**PROMPT A**
According to the excerpt on Belafonte's life, from what year to what year was he married to Julie Robinson?
**PROMPT B**
Carry the excerpt on Belafonte's life forward from its final sentence.

**EXCERPT TO READ**
■ ■ ■ ■ ■

The New York City native was the one of the first Black artists to achieve widespread commercial success in the United States, and while he was raised Catholic, his life frequently dovetailed with Jewish causes, values and people. Among Belafonte’s many Jewish connections — which included brokering a meeting between Nelson Mandela and Jewish leaders in 1989 — was his marriage to his Jewish second wife, dancer Julie Robinson. The couple, who were married from 1958 to 2004, raised two children, Gina and David.

In 2011, Belafonte revealed in his autobiography, “My Song: A Memoir” that his paternal grandfather was Jewish. Belafonte’s parents were both Jamaican immigrants: his mother, Melvine, was the child of a white mother from Scotland and a Black father, and his father, Harold George Bellanfanti, who later changed the family name, was the son of a Black mother and white Dutch-Jewish father. In his book, Belafonte describes his paternal grandfather, whom he never met, as “a white Dutch Jew who drifted over to the islands after chasing gold and diamonds, with no luck at all.”

Belafonte was born Harold George Bellanfanti Jr., in Harlem on March 1, 1927. His father was largely absent during his childhood; his mother, who struggled with finding work, forged a relationship with a Jewish tailor who taught her how to mend garments. “That tailor gave me my first sense of kinship with Jews, which would deepen over time,” Belfonte wrote in his memoir.  He spent a portion of his childhood with his grandmother in Jamaica, but he returned to New York to attend George Washington High School in Washington Heights — where Alan Greenspan and Henry Kissinger were also educated — before dropping out.

Following a stint in the U.S. Navy during World War II, Belafonte was bitten by the acting bug when, working as a janitor’s assistant, he was given a pair of tickets to the American Negro Theater as a gift. “It was there that the universe opened for me,” he told NPR in 2011. “I decided with any device I could possibly find, I wanted to stay in this place. What I had discovered in the theater was power: power to influence, power to know of others and know of other things.”

■ ■ ■ ■ ■

**DATASET CONTENT**

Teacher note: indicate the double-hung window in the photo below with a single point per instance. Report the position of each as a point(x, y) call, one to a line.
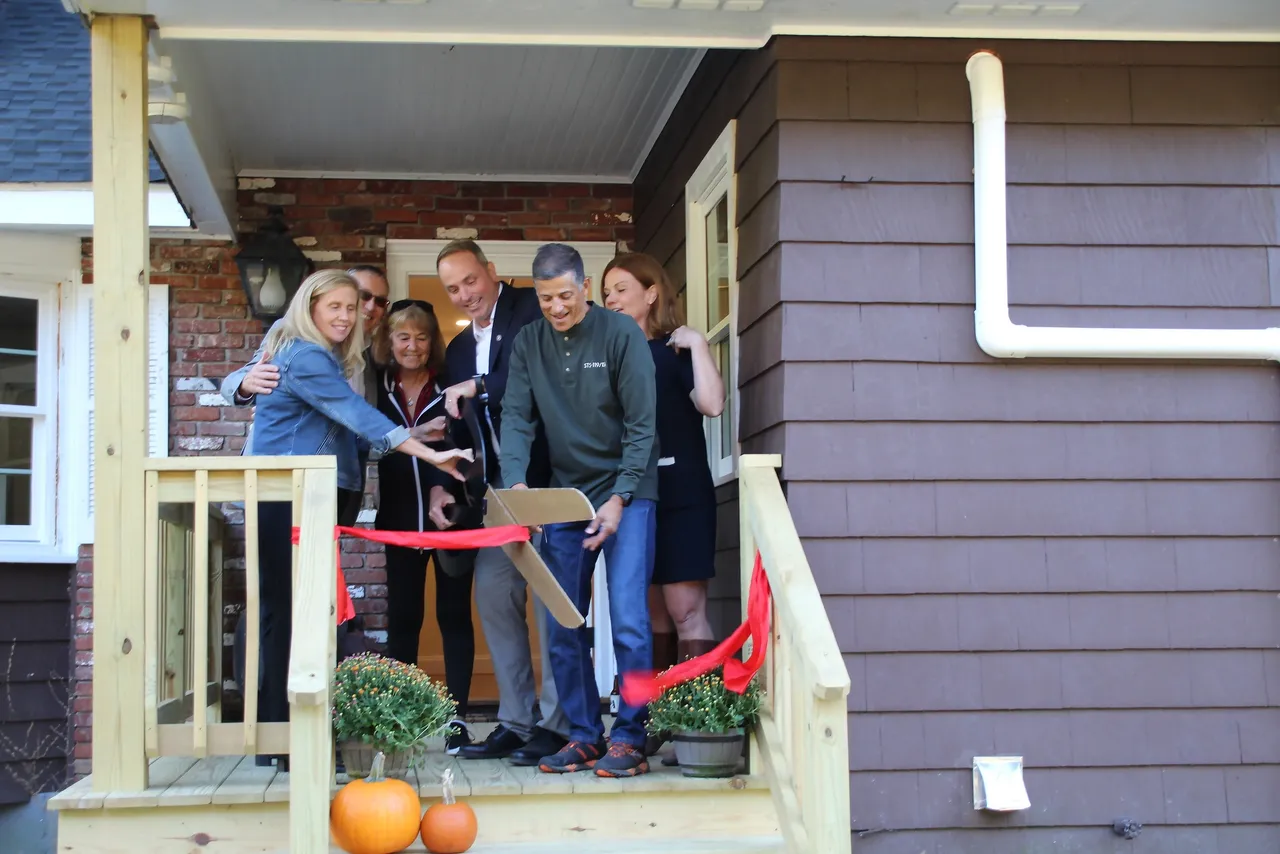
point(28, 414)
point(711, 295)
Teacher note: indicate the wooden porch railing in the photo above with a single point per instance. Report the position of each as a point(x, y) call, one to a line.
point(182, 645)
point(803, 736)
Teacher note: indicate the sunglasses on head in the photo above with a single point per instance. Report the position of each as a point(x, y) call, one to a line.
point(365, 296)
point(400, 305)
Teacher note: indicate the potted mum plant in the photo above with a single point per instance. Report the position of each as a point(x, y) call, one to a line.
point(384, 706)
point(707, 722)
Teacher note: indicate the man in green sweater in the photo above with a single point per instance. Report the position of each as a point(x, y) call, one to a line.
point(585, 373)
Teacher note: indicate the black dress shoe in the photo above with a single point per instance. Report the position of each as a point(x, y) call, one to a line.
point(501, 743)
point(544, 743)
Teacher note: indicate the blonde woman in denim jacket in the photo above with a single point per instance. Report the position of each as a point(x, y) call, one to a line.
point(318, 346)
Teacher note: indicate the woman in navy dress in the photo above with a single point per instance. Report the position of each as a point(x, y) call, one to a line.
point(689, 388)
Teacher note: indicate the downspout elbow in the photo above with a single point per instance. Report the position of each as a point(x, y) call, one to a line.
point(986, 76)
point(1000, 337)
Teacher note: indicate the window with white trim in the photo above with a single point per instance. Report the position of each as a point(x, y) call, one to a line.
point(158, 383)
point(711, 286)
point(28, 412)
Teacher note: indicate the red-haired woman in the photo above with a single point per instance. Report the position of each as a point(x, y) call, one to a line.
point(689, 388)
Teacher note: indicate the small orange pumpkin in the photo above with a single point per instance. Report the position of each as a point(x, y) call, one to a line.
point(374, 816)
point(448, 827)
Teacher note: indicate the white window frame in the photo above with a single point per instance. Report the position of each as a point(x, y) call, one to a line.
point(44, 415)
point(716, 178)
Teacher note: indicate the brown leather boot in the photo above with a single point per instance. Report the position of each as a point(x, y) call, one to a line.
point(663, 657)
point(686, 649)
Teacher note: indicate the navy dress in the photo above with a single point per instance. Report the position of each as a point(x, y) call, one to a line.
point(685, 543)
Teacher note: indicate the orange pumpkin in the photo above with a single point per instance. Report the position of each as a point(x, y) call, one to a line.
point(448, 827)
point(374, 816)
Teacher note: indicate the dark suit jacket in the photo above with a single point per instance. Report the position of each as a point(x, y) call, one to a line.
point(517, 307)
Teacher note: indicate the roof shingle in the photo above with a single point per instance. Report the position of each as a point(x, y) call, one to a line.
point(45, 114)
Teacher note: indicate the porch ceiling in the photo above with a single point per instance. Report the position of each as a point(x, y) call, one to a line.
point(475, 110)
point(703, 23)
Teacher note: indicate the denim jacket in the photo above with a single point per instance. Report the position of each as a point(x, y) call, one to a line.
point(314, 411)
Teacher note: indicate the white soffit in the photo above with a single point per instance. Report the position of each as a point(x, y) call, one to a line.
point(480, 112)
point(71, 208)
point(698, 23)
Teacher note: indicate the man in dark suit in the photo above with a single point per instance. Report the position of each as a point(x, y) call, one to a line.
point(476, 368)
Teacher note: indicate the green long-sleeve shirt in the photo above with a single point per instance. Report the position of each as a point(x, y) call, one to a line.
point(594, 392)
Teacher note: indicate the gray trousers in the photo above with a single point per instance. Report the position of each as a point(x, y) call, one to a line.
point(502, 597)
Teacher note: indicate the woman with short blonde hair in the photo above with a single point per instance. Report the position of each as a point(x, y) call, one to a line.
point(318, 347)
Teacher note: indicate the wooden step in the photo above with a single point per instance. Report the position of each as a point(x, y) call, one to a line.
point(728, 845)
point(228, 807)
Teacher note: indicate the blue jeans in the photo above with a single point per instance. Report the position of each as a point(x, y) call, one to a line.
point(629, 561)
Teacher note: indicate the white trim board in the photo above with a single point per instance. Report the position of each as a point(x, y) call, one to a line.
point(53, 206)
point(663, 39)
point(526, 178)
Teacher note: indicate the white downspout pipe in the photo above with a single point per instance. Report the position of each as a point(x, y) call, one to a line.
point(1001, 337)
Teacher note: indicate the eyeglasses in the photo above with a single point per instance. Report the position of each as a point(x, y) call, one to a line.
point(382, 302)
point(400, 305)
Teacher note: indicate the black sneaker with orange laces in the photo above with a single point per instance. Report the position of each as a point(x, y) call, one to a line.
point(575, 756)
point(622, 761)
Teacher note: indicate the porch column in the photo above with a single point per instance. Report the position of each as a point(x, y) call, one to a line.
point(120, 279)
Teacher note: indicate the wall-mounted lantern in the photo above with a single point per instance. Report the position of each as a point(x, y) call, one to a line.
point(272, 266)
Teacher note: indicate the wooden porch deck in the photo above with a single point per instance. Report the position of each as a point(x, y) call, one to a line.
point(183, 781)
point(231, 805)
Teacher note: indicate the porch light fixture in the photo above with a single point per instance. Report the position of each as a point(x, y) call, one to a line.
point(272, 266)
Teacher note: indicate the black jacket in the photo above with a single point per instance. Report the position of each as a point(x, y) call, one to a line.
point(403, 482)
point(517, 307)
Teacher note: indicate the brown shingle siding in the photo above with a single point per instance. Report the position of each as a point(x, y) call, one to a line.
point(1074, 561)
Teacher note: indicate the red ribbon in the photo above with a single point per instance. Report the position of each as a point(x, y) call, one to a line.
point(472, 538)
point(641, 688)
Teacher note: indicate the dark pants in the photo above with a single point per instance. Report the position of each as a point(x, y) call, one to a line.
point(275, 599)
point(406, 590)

■ ■ ■ ■ ■

**WRITTEN REPLY A**
From 1958 to 2004.

**WRITTEN REPLY B**
In the late 1940s, Belafonte enrolled in acting classes, where he met his lifelong friend Sidney Poitier. The impoverished pair would often share a single theater ticket, trading places at intermission. He also befriended Jewish actor Tony Curtis, writing in his memoir: “He lived in the Bronx with his family; why live downtown, he’d say, when he could live uptown for free? And who cared if they still greeted him up there as Bernie Schwartz?”

He and Curtis frequently went to parties together, he wrote, sometimes with the actress Elaine Stritch, “who swore more colorfully than any sailor I’d known,” and “the blunt Jewish comic” Bea Arthur, “who’d start matching wits with Elaine until the two of them had everyone in uncontrollable laughter.”

To pay for acting classes, Belafonte began dabbling in singing at nightclubs, and it was there that a true superstar was born. One of Belafonte’s early successes were his performances of the Hebrew dance hit “Hava Nagila” at the classic downtown folk club the Village Vanguard. His rendition, Belafonte joked to The New York Times in 2017, made him “the most popular Jew in America.”

In that same interview, Belafonte recalled the tough uptown streets of his childhood, and how he was drawn to the fast money his uncle’s number-running business earned. “Everybody in that world were role models in how to survive, how to be tough, how to get through the city, how to con, the daily encounters,” he said. “But my mother saw to it that unless I wanted to live life absent of testicles, she wasn’t going to have me follow her brother Lenny. Somewhere in there is a Sholem Aleichem — a rich story to be told of the lore of that time.”

With his 1953 breakthrough album, “Calypso” — which included his most iconic work, “The Banana Boat Song” — Belafonte “almost single-handedly ignited a craze for Caribbean music,” according to The New York Times’ obituary. “Calypso” climbed to the top of the Billboard album chart shortly after its release and stayed there for 31 weeks; it is reported to be the first album by a solo artist to sell more than a million copies. By 1959 he was the most highly-paid Black performer in history, according to the Times.

Known around the world as the “King of Calypso,” Belafonte recorded and performed a wide range of global and folk classics throughout his wide-ranging musical career — Jewish standards among them. In 1959, he performed “Hine Ma Tov” in England, with what appears to be an Israeli military choir; his 1963 album, “Streets I Have Walked,” includes a rendition of “Erev Shel Shoshanim” (“Evening of Roses”), a popular Jewish wedding song.

Belafonte’s greatest passion, however, was neither acting nor singing — it was civil rights activism. There, too, he worked closely with many Jewish activists, as part of the historic Black-Jewish civil rights alliance of the 1950s and 1960s. But, as he recalled in his memoir, it was racism delivered by a Jewish TV executive that first inspired him to take on racial segregation in the United States.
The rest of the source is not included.